== SET EXERCISE ==
Turn each line of text in the records below into a string in a single JSON list, skipping blank lines and leaving out the pictures.
[START OF WORKING DATA]
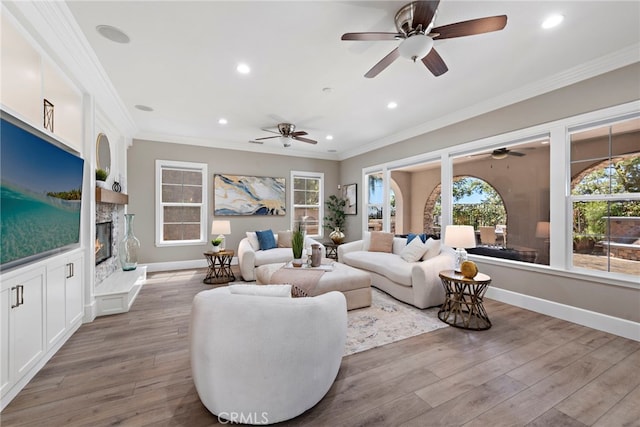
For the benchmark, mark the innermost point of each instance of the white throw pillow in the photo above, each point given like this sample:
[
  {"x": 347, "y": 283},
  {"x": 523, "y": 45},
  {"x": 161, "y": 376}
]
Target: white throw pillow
[
  {"x": 413, "y": 251},
  {"x": 433, "y": 248},
  {"x": 253, "y": 239},
  {"x": 283, "y": 291}
]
[END OF WORKING DATA]
== SOLUTION TO THIS TASK ==
[
  "For the benchmark, mark the innermost point of each instance of the white throw pillow in the photo above, each point given like this sample:",
  "[",
  "  {\"x\": 347, \"y\": 283},",
  "  {\"x\": 523, \"y\": 45},",
  "  {\"x\": 161, \"y\": 376}",
  "]",
  "Target: white throw pillow",
  "[",
  "  {\"x\": 413, \"y\": 251},",
  "  {\"x\": 433, \"y\": 248},",
  "  {\"x\": 253, \"y\": 239},",
  "  {\"x\": 283, \"y\": 291}",
  "]"
]